# START OF Given data

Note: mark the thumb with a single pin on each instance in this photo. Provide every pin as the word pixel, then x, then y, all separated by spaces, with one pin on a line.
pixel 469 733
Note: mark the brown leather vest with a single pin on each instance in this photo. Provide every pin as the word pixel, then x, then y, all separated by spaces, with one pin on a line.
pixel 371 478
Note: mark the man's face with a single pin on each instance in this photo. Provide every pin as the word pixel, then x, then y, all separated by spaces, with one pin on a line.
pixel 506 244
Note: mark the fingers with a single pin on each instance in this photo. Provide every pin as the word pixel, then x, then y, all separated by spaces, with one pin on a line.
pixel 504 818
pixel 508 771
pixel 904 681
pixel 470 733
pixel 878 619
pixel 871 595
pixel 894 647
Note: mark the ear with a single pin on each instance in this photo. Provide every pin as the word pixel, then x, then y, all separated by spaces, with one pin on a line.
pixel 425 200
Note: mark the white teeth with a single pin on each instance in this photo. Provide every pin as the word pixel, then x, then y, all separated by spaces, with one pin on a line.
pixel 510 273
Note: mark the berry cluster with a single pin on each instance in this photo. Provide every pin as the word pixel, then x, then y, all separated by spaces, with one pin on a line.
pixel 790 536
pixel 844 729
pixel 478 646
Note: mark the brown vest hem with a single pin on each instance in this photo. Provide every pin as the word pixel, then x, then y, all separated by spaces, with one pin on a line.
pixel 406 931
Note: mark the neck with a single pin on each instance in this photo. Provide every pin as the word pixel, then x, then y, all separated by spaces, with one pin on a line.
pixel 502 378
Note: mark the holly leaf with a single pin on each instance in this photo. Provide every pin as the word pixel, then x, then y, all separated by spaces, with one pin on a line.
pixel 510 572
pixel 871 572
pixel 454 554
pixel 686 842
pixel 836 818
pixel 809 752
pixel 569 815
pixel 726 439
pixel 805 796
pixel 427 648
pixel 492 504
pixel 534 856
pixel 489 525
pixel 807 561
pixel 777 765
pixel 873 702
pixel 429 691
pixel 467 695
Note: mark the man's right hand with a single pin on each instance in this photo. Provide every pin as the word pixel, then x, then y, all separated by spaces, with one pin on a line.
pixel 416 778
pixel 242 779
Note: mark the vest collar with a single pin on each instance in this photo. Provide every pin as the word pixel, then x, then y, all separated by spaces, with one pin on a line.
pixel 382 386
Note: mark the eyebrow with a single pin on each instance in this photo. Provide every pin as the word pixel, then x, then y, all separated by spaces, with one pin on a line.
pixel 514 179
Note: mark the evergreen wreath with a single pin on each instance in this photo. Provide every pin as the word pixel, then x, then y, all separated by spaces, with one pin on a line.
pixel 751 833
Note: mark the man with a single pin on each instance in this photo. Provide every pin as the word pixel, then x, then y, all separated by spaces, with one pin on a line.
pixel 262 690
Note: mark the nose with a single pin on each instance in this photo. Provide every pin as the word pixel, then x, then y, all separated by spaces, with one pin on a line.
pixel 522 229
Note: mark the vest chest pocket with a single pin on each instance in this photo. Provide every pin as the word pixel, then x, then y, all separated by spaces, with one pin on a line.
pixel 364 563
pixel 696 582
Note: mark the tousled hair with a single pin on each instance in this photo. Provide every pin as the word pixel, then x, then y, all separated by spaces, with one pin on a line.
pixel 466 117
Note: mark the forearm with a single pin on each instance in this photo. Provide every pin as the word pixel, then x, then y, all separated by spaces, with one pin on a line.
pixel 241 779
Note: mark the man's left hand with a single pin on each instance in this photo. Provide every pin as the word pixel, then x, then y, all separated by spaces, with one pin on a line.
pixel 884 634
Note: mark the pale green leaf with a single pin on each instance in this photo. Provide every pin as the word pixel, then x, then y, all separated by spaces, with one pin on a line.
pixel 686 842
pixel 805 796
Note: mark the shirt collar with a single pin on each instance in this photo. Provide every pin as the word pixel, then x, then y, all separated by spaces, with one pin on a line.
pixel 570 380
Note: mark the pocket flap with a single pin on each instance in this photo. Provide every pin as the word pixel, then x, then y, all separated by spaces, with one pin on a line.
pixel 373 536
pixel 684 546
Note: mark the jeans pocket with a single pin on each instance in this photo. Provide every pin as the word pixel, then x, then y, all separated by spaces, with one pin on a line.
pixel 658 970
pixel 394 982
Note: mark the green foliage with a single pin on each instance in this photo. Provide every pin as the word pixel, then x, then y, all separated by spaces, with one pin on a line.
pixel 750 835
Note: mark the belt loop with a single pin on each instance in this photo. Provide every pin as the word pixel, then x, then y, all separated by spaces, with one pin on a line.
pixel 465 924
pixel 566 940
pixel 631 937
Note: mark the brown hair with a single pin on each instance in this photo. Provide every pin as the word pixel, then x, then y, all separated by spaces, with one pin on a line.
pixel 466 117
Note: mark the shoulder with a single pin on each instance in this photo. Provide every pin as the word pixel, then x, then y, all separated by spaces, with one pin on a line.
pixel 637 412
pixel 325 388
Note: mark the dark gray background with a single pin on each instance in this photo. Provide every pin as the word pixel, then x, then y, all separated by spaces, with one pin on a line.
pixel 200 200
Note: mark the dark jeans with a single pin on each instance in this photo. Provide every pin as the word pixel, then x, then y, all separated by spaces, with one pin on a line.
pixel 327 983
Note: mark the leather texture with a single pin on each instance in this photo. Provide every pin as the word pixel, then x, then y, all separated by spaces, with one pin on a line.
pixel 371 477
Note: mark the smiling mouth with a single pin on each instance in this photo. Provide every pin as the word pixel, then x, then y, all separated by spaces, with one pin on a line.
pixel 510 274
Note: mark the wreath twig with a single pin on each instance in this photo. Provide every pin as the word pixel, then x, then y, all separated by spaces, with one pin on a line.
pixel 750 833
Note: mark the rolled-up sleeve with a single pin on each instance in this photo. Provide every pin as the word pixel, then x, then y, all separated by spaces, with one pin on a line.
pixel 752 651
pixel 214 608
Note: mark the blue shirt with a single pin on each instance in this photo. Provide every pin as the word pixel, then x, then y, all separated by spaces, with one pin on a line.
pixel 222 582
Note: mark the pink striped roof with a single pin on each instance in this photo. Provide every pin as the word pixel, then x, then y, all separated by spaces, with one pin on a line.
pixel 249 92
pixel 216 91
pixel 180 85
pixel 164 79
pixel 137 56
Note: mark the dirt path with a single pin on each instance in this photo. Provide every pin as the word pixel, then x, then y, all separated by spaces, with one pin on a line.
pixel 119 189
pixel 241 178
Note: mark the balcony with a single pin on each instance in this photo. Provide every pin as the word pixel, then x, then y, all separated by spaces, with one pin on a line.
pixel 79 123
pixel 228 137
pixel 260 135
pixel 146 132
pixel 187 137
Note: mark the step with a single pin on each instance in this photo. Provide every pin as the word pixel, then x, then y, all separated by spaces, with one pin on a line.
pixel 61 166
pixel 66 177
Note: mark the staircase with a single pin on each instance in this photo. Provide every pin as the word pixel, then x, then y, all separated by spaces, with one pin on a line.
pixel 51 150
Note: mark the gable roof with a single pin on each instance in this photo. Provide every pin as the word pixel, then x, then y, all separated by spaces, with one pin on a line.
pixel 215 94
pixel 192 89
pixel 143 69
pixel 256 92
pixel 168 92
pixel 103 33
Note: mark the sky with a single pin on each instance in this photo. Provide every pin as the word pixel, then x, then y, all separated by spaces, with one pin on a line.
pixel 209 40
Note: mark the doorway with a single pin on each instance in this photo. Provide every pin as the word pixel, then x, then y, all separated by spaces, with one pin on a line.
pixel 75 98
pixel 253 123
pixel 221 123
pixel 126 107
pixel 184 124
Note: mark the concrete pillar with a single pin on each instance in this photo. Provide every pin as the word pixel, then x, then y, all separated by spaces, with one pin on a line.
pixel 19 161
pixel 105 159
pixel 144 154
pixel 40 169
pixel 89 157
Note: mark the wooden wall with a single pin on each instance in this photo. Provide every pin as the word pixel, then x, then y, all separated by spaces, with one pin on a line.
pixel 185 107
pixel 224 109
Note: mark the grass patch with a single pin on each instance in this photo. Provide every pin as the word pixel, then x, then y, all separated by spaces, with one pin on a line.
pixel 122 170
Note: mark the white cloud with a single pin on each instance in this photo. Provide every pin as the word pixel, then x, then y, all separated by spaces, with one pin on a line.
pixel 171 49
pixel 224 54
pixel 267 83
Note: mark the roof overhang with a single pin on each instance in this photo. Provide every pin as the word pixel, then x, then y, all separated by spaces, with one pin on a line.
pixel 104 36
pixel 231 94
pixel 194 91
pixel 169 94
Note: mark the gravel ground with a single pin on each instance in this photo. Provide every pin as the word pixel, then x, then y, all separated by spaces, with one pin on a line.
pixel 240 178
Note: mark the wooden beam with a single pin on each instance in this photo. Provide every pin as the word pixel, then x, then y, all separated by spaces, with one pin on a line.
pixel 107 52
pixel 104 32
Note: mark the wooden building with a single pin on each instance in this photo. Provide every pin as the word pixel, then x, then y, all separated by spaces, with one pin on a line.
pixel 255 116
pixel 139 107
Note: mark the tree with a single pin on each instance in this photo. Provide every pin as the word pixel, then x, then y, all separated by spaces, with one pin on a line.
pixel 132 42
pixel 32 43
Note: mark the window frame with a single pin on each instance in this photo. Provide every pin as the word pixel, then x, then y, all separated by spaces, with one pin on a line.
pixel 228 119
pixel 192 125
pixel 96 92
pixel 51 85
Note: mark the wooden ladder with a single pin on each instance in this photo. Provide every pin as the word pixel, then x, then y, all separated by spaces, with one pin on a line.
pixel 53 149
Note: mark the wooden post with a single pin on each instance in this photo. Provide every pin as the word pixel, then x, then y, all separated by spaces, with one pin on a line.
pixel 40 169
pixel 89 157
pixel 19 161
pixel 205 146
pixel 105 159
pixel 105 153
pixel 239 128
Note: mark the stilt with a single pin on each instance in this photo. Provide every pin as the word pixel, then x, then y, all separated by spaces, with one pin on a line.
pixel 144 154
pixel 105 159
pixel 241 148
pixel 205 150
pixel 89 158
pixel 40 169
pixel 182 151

# END OF Given data

Requirements ▸ Update everything from the first of the lines down to the one containing "pixel 469 733", swapping "thumb" for "wrist" and changing nothing else.

The output ▸
Note: mark the wrist with a single pin on each instance in this photo. Provide every pin as the word pixel, then x, then y, all separated by spaces, with one pin on a line.
pixel 469 733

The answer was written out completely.